- _Exercise instructions_
Please show every line in the data below that contains the word "fence".

- _Available data_
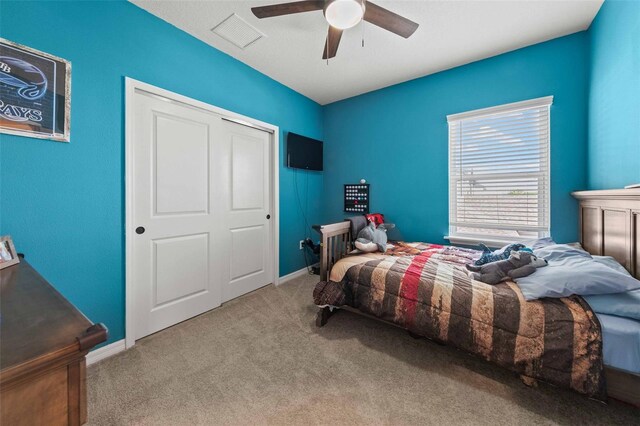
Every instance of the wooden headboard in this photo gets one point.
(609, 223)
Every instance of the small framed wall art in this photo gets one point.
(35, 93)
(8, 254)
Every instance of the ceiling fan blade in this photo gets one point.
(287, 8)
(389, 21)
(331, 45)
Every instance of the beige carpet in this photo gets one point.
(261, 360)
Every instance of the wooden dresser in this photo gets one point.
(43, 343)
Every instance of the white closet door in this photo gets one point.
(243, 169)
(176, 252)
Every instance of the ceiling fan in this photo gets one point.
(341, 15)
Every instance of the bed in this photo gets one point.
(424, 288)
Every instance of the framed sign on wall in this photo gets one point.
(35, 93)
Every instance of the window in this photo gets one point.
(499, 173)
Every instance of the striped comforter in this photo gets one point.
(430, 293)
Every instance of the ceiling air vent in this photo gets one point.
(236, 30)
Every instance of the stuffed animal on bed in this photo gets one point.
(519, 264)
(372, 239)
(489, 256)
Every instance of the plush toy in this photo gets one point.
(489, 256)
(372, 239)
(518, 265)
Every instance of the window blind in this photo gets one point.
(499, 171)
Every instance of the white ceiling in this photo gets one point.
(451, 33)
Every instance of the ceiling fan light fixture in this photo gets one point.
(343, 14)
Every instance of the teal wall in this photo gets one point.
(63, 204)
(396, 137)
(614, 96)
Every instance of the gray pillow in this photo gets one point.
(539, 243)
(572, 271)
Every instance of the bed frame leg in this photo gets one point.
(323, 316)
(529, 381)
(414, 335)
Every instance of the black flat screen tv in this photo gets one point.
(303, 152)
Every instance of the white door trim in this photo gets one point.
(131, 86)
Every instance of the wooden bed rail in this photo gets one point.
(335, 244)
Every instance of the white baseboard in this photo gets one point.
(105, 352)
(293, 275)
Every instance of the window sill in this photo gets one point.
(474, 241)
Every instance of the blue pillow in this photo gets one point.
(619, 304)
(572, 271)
...
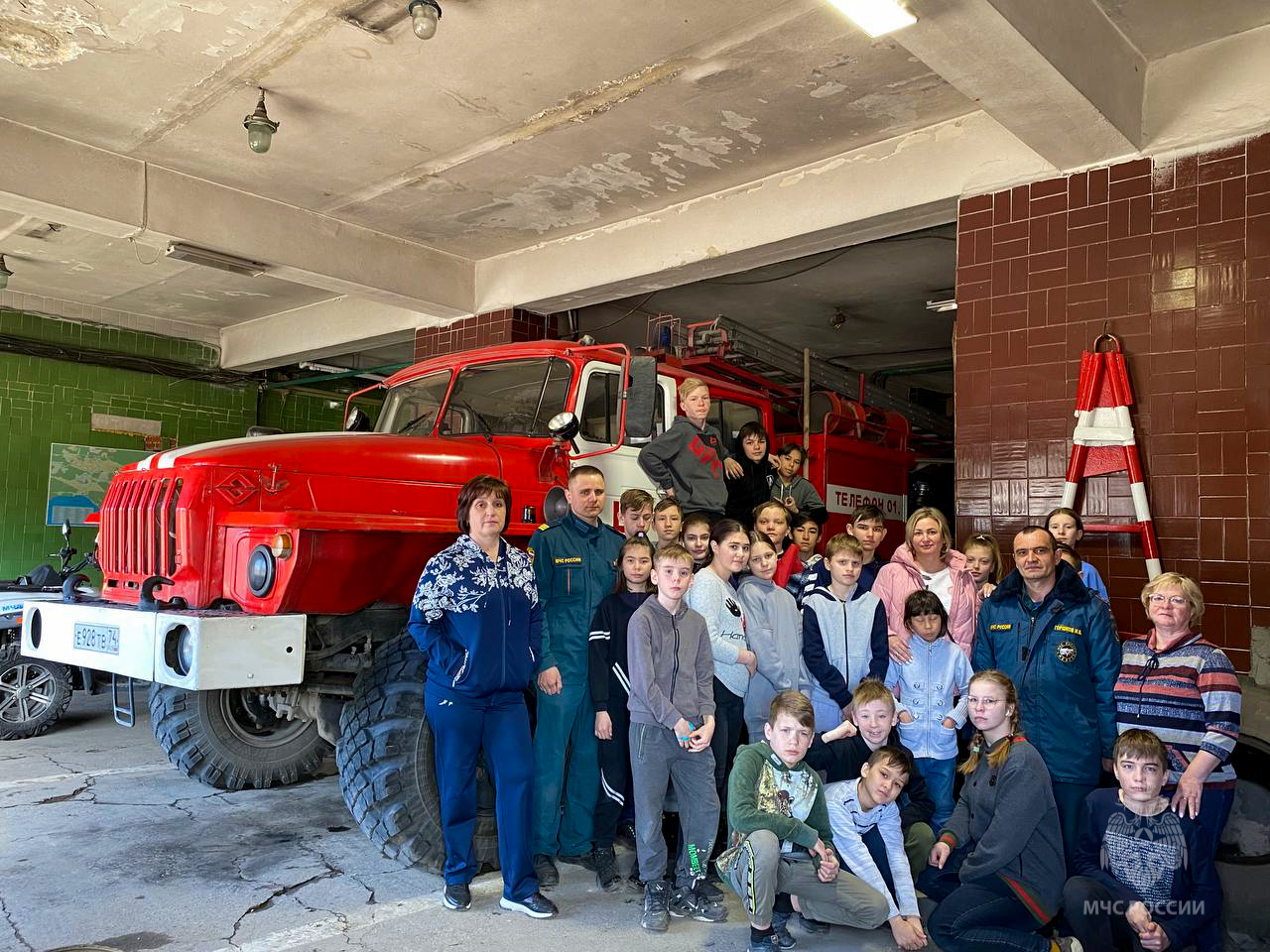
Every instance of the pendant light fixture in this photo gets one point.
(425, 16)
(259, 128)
---
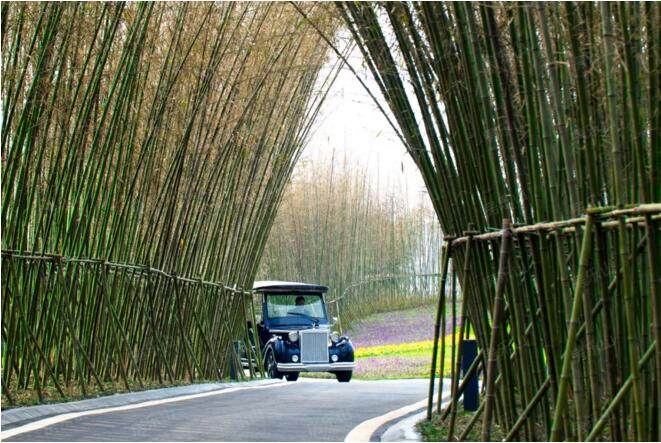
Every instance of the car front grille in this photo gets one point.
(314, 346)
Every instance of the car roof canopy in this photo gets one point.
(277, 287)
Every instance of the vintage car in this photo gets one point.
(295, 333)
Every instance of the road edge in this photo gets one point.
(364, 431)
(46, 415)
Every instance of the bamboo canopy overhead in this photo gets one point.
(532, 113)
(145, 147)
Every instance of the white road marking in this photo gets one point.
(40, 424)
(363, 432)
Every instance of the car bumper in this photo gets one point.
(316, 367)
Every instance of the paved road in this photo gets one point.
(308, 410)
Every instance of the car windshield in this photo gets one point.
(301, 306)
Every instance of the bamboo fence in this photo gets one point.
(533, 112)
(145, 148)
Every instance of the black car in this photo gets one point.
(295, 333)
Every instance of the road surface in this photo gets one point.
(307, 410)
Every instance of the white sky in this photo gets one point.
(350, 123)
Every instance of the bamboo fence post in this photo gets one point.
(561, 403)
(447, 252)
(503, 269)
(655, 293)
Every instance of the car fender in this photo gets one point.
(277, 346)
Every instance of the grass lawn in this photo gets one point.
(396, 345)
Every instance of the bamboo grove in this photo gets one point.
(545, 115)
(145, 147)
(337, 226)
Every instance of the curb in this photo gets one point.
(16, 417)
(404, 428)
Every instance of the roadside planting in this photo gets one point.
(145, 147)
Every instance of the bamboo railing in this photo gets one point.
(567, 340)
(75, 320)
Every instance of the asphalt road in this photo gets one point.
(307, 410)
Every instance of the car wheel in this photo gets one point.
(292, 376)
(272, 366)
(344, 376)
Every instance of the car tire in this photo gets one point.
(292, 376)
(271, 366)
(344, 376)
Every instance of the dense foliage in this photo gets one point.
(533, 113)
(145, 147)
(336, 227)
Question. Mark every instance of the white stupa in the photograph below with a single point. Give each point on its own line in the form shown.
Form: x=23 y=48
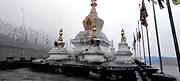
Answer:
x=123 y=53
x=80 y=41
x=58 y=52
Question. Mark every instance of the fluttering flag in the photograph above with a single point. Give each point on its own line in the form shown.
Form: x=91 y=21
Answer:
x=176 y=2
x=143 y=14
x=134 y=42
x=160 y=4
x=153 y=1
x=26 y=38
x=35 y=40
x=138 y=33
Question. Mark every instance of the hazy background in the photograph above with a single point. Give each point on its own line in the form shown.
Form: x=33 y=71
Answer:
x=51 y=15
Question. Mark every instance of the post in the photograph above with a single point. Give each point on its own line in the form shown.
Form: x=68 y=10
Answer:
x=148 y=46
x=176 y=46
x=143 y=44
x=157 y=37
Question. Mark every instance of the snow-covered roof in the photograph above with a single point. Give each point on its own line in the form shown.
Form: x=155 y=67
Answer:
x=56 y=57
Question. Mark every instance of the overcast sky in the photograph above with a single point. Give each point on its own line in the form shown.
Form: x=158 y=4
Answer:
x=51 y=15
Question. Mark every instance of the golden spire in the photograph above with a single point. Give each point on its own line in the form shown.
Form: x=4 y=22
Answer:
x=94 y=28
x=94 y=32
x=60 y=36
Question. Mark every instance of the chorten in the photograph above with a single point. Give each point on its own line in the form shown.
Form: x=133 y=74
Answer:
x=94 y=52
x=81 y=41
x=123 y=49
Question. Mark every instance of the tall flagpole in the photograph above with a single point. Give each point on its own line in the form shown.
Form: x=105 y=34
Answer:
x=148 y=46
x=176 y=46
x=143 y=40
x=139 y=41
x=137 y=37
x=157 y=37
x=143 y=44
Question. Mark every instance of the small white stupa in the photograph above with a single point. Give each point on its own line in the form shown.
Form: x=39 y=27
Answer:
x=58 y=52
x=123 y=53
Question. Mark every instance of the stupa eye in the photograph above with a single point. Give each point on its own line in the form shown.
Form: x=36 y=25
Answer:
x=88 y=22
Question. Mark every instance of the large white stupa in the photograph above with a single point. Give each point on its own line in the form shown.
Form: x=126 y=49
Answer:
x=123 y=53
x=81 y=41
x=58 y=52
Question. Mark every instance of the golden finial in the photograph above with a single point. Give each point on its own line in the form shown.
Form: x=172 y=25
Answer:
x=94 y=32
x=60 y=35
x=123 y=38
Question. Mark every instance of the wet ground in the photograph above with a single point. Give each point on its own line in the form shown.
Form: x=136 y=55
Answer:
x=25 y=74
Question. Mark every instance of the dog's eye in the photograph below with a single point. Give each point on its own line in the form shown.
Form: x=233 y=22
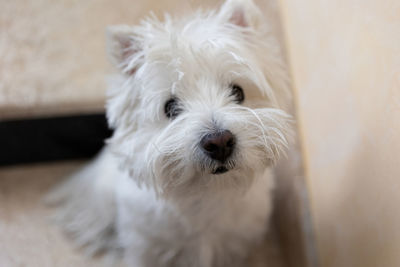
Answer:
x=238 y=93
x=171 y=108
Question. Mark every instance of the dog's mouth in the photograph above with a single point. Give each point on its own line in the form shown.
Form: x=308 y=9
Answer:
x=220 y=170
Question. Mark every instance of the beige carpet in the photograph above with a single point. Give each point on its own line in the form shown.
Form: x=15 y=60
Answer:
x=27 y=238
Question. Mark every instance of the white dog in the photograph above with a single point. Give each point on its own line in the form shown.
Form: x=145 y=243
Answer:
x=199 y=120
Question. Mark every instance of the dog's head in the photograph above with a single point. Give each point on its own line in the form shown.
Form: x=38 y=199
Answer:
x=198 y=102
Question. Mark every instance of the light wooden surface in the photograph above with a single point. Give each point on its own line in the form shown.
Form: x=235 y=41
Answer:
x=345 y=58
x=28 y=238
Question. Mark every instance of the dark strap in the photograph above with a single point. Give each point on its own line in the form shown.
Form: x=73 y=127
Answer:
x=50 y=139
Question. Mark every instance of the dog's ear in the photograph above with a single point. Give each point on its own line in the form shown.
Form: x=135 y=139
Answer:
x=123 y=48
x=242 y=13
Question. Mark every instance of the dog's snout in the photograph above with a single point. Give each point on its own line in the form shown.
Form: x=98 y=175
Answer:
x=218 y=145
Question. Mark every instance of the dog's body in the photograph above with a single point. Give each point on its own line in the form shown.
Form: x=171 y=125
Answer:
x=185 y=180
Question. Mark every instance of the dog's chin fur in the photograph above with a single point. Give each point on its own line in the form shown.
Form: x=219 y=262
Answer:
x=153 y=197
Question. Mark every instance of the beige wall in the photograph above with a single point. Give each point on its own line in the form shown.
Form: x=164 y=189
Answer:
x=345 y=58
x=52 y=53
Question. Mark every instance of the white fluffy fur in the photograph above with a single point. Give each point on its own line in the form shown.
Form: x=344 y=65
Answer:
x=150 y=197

- _Exercise result_
Every instance of the bamboo fence in this photo gets one point.
Every instance of the bamboo fence post in this photo gets one point.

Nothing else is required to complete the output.